Entries taken from a collection

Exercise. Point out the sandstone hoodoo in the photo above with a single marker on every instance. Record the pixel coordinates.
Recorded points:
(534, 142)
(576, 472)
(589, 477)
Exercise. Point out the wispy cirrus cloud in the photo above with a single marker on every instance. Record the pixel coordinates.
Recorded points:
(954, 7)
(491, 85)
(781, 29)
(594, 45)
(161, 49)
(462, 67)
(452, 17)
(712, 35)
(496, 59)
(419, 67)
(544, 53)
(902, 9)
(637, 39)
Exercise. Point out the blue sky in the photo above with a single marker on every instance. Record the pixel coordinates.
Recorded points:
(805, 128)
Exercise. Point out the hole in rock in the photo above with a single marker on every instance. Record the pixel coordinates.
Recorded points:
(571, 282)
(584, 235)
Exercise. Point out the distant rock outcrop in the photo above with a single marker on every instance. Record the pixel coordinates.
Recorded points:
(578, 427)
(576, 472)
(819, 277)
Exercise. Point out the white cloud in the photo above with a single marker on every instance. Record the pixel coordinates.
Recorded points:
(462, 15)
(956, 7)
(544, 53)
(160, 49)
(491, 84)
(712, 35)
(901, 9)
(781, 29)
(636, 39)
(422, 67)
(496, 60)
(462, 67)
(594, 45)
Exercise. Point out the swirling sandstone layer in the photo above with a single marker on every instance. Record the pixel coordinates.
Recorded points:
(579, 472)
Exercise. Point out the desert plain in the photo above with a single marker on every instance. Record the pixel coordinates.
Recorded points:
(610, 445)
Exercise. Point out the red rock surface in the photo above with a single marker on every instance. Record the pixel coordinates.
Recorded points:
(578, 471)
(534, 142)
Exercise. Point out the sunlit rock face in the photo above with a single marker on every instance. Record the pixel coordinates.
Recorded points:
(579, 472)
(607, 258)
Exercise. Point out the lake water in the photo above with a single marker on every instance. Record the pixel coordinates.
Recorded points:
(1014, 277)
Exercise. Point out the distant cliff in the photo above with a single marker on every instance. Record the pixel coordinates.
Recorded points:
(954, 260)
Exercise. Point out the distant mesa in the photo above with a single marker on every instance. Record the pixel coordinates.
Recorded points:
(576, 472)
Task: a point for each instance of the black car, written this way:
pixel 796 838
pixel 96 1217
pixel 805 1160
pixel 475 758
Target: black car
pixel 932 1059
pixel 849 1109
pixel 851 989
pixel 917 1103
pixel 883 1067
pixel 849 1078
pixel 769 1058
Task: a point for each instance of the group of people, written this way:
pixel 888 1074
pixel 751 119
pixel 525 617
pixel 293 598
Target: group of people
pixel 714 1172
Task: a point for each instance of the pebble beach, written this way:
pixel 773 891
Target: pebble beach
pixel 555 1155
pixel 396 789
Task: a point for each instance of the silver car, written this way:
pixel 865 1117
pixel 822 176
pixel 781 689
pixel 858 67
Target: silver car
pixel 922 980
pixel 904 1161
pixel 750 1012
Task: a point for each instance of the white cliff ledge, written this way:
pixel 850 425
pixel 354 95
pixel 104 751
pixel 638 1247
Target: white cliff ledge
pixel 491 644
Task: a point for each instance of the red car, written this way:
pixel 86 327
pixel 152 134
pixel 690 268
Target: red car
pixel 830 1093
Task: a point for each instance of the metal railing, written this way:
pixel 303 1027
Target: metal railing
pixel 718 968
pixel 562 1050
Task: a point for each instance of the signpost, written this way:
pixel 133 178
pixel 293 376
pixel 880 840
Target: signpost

EXERCISE INSTRUCTIONS | If a line in the entries includes the word "distant", copy that line out.

THE COMPLETED TASK |
Exercise. Point out the distant rock outcrop in the photo above with a single marker on every instance. Record the pixel coordinates.
Exercise. Point out the distant cliff in the photo above with a single marker on every instance. Record the pixel coordinates.
Exercise. Point out the distant mesa in the photo above with a single marker on every instance. Record the pixel coordinates.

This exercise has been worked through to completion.